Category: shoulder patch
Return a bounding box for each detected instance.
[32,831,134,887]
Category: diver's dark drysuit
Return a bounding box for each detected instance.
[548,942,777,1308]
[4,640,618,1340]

WORK INSTRUCTIONS: Could you rewrite every line of the data above, shifting each bounding-box coordinate in the answers by -46?

RESULT OF THE EXERCISE:
Category: shoulder patch
Return a bounding box for each detected instance.
[-14,785,88,841]
Category: diver's dark drysuit
Return a bounding box for each detected instance.
[502,896,731,1262]
[-42,594,572,1294]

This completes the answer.